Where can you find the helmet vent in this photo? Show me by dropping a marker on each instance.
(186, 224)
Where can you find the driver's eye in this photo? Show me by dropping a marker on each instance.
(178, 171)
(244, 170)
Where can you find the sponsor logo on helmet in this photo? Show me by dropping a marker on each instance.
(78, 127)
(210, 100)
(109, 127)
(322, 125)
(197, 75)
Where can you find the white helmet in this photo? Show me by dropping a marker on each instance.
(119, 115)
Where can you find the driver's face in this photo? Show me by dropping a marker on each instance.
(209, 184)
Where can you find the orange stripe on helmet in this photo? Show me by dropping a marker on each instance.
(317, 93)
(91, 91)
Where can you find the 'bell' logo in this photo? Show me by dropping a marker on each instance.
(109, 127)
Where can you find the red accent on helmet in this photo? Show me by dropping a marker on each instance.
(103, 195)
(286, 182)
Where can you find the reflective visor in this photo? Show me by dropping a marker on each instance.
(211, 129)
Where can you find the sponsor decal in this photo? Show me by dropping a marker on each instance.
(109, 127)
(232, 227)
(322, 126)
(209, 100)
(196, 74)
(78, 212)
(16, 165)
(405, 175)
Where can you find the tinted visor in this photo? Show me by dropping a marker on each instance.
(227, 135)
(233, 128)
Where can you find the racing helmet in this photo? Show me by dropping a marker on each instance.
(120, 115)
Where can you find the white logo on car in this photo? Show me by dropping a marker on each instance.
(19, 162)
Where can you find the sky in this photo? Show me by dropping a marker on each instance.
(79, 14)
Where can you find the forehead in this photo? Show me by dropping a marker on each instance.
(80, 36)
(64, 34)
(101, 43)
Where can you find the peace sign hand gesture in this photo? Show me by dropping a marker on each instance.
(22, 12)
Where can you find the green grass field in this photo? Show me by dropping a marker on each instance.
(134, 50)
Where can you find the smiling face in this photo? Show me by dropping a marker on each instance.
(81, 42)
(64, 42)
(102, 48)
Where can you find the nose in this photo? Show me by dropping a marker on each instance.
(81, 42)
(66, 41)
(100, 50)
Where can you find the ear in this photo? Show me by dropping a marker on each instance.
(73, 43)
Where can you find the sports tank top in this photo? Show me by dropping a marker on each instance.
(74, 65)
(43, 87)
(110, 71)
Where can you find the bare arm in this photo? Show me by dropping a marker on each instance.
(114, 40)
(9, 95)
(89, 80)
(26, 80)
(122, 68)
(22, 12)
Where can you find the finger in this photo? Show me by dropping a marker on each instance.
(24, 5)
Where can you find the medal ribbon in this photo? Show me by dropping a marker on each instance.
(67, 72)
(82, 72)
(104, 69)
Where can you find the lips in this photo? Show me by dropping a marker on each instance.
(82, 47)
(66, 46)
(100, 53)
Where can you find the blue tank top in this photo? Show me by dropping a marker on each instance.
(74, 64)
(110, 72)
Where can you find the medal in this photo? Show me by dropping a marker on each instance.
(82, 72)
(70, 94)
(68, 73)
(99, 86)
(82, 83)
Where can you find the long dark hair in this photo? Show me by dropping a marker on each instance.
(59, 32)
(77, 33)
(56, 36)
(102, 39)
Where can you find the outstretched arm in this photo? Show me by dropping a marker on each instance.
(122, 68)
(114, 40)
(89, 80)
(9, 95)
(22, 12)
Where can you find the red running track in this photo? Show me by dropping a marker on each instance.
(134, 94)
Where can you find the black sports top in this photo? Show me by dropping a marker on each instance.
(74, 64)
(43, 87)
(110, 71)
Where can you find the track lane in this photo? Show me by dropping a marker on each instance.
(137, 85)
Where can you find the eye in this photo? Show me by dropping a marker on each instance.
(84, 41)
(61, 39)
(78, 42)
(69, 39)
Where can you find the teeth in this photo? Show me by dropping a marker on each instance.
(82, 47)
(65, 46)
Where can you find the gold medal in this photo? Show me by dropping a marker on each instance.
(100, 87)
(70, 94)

+++

• **WHAT YOU SHOULD DO**
Can you repeat every one of the records above, word for word?

• **RESPONSE TO THIS TASK**
Where can you find the helmet vent in this photo? Show me by dropping a marker on each instance.
(186, 224)
Where can you find the driver's eye in this photo? Show me by dropping a marker on each instance.
(178, 171)
(244, 170)
Where can you find the sponsor logo on helmet in this photo? Show me by dropping a marker on each instance.
(78, 127)
(210, 100)
(109, 127)
(322, 125)
(197, 75)
Where can you find the white helmet in this photo? Show me by dropping a marker on each instance.
(119, 115)
Where can you find the driver's face in this photo? Show me by dropping a marker on each instance.
(209, 184)
Where can you find the orange stripe on helmet in this photo? Show me by dropping a marker on each instance.
(317, 93)
(91, 91)
Where can you find the 'bell' logo in this photo? Show me by dropping a marker on each instance.
(109, 127)
Where can you find the red accent on helmet in this photo? Show me by dropping a marker on each instance.
(103, 195)
(286, 182)
Where can you find the reflective visor in this photo? Show me by dropping a marker on each instance.
(211, 129)
Where can you find the sponsor decal in this photo? Show me by dropping a marker on each instance.
(109, 127)
(232, 227)
(322, 126)
(209, 100)
(196, 74)
(78, 212)
(16, 165)
(405, 175)
Where can you find the tinted visor in this photo? Show me by dropping a marker on each instance.
(227, 135)
(233, 128)
Where can you find the racing helmet in this photo? Show me by dropping a marker on each instance.
(120, 115)
Where can you find the white logo on car in this photo? Show me by dropping a marker on each instance.
(19, 162)
Where can you find the sky in this photo? Show me by dropping a marker on each instance.
(79, 14)
Where can you find the forehead in this photo? Show me by dropping a marker on each instance.
(80, 36)
(64, 34)
(101, 43)
Where can you find the peace sign hand gesture in this photo? Show me by dropping a marker on each instance.
(22, 12)
Where can you find the green grass field in this photo? Show me by dropping a marker on each instance.
(134, 50)
Where can you find the smiling face in this photo? Show me by dropping a marker on each instance.
(81, 42)
(64, 42)
(102, 48)
Where can you find the nose in this photo? Show me by dropping a marker on each instance.
(81, 42)
(66, 41)
(100, 50)
Where can you find the ear in this photo? Show me by dropping a marker on each instance.
(73, 43)
Where can you find the sports tank top in this photo? Show me by dropping a marker on each instance.
(74, 65)
(43, 87)
(110, 71)
Where can you find the bare arm in this photo? Show me by dropping a marker on each instance.
(114, 40)
(9, 95)
(89, 80)
(26, 80)
(122, 68)
(22, 12)
Where can you find the finger in this photo? Show me by dropping a marker on each instance.
(24, 5)
Where can you find the medal ribbon in this photo? Show me by dropping a marker on each instance.
(67, 72)
(82, 72)
(104, 69)
Where can you find the lips in this photo? Show me by dropping a marker on each instance.
(82, 47)
(66, 46)
(100, 53)
Where can you find the blue tank top in this photo? Show me by dropping a marker on each instance.
(74, 64)
(110, 72)
Where can you find the medal in this photo? Show me by dropping a marker on each instance.
(82, 72)
(70, 94)
(68, 73)
(99, 86)
(82, 83)
Where can you find the long dark hair in this photo? Show me by dropping a marker on each instance.
(59, 32)
(77, 33)
(56, 36)
(102, 39)
Where can you find the outstretched arm in this photo? Show me by dropping a marker on each instance.
(122, 68)
(114, 40)
(89, 80)
(9, 95)
(22, 12)
Where can you find the red running track in this photo? Show me by dropping a marker on each instance.
(134, 94)
Where can you find the black sports top in this photo? Show me by dropping a marker on each instance.
(74, 64)
(43, 87)
(110, 71)
Where can you find the track lane in this photo? Show me by dropping a marker on each instance.
(137, 85)
Where can you find the eye in this photo? Show me by dropping a marker on each instance.
(84, 41)
(61, 39)
(78, 42)
(69, 39)
Where can you find the teeth in this photo? Show me by dropping a marker on each instance.
(82, 47)
(65, 46)
Where can you find the gold medal in this photo? Show me by dropping a marker on each instance.
(100, 87)
(70, 94)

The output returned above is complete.